>> Begin

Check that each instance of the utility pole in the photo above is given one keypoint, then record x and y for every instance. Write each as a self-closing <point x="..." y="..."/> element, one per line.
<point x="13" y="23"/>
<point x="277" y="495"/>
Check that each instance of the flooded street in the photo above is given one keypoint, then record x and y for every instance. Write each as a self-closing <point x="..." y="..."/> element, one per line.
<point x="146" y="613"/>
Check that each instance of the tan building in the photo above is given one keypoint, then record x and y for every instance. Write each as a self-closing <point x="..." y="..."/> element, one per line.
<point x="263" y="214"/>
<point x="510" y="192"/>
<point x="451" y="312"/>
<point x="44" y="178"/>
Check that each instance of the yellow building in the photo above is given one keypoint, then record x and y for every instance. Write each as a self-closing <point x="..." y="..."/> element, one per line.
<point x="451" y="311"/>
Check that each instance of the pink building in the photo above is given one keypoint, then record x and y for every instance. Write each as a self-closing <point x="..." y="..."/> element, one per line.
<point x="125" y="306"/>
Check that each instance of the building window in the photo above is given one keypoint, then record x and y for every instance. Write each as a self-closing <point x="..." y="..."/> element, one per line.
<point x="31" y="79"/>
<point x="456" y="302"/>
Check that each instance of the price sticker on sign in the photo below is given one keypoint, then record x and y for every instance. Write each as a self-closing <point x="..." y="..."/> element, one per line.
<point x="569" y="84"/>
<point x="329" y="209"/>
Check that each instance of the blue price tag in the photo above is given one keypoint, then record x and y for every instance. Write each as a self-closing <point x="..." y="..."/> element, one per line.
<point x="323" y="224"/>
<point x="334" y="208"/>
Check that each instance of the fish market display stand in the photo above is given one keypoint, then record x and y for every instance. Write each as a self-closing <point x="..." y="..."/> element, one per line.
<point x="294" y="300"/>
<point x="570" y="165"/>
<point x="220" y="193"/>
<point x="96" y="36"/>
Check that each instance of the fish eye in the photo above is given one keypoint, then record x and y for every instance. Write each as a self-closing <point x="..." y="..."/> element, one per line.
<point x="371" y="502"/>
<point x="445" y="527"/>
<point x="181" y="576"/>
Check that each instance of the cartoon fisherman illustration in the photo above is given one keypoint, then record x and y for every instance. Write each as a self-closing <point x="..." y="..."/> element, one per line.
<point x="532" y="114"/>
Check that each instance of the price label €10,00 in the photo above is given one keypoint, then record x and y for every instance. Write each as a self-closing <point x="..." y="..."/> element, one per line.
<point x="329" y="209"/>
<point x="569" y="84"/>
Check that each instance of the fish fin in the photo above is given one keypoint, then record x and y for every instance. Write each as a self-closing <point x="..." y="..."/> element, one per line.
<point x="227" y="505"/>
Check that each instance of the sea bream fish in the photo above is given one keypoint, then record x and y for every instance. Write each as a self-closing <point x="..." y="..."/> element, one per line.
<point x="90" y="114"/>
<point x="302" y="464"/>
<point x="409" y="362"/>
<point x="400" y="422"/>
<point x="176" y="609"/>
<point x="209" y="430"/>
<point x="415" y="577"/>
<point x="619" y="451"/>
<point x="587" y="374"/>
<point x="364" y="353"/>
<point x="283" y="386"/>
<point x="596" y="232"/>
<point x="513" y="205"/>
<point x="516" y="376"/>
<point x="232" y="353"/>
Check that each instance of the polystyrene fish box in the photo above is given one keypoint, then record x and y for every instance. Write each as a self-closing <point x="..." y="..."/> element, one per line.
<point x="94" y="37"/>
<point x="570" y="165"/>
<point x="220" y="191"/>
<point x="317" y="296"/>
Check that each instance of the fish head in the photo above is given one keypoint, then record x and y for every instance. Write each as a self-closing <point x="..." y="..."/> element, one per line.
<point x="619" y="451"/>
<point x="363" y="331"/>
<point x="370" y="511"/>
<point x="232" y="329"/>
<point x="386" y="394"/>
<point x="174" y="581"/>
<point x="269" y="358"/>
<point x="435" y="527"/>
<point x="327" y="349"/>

>> End

Every record shown above must be echoed exactly.

FULL OUTPUT:
Check that each instance of the utility pole in the photo above is given one keypoint, then record x and y for every instance. Write each as a self-closing <point x="..." y="..."/> element, one per line.
<point x="13" y="23"/>
<point x="277" y="495"/>
Check that each instance of the flooded street in the photo above is given one keypoint, then record x and y for every instance. Write each as a self-closing <point x="..." y="..."/> element, one per line.
<point x="146" y="613"/>
Check that each instance of the tan building in the photo above is given one keypoint, then record x and y for every instance. Write each as a self-closing <point x="..." y="..."/> element, one per line.
<point x="263" y="214"/>
<point x="510" y="192"/>
<point x="451" y="312"/>
<point x="44" y="178"/>
Check that each instance of the yellow building in the photo above is given one keypoint, then record x and y for every instance. Write each as a self-closing <point x="..." y="..."/> element, one per line.
<point x="451" y="311"/>
Check that each instance of the pink building in the photo above is given one keypoint, then record x and y for every instance. Write each as a self-closing <point x="..." y="..."/> element, one per line.
<point x="125" y="306"/>
Check that each instance of the building window in the photo above is given one keypoint, then record x and y for every instance. Write each as a self-closing <point x="..." y="..."/> element, one per line.
<point x="31" y="79"/>
<point x="456" y="302"/>
Check that each instance of the price sticker on sign in the photo below is given one keypoint, then record x and y for every instance. Write each as a self-closing <point x="..." y="..."/> element, one per line.
<point x="569" y="84"/>
<point x="329" y="209"/>
Check that each instance of the blue price tag in the photo above is given one keypoint, then record x and y for every instance. Write each as a self-closing <point x="..." y="..."/> element, one per line.
<point x="323" y="224"/>
<point x="334" y="208"/>
Check that each instance of the fish market display stand in the photo above is given one keypoint, then record x and y for every instance. Write each as a self-closing <point x="..." y="..."/> element, one per line.
<point x="294" y="300"/>
<point x="570" y="165"/>
<point x="220" y="193"/>
<point x="96" y="36"/>
Check that each instance of the fish eye in the photo above is given one keypoint, then record x and y for every instance. Write each as a self-closing <point x="..." y="..."/> element, one per line.
<point x="371" y="502"/>
<point x="445" y="527"/>
<point x="181" y="576"/>
Check that each instance of the cartoon fisherman illustration in the photo above is given one keypoint, then record x and y for every instance. Write each as a self-closing <point x="..." y="..."/> element, one per line.
<point x="532" y="114"/>
Check that each instance of the price label €10,00 in the photo above is given one keypoint, then record x and y for every instance. Write each as a self-closing <point x="..." y="..."/> element, one per line.
<point x="329" y="209"/>
<point x="569" y="84"/>
Check that each instance of the fish fin in the photo above is given one keypoint, then record x and y for every instance. Write each as a self-closing <point x="..." y="..."/> element, one per line.
<point x="227" y="505"/>
Check that each instance of the sea bream fish in the photo above is given one keypoint, then record x and y for every instance. Write each as a self-closing <point x="..." y="..."/> element, one per line.
<point x="90" y="114"/>
<point x="302" y="464"/>
<point x="409" y="362"/>
<point x="400" y="422"/>
<point x="176" y="609"/>
<point x="209" y="430"/>
<point x="415" y="577"/>
<point x="619" y="451"/>
<point x="587" y="374"/>
<point x="364" y="353"/>
<point x="283" y="386"/>
<point x="596" y="232"/>
<point x="513" y="205"/>
<point x="516" y="376"/>
<point x="232" y="353"/>
Check that each instance of the polystyrene fish box in the photo above is given one keypoint, then record x and y for every instance. Write each as a self-closing <point x="..." y="..."/> element, one per line.
<point x="94" y="37"/>
<point x="570" y="165"/>
<point x="220" y="191"/>
<point x="317" y="296"/>
Check that each instance of the fish head in the photo above is given one keypoint, then record x and y for every instance. Write each as a self-closing <point x="..." y="..."/> element, one per line.
<point x="619" y="451"/>
<point x="363" y="331"/>
<point x="370" y="511"/>
<point x="232" y="329"/>
<point x="386" y="394"/>
<point x="174" y="581"/>
<point x="269" y="358"/>
<point x="435" y="527"/>
<point x="327" y="349"/>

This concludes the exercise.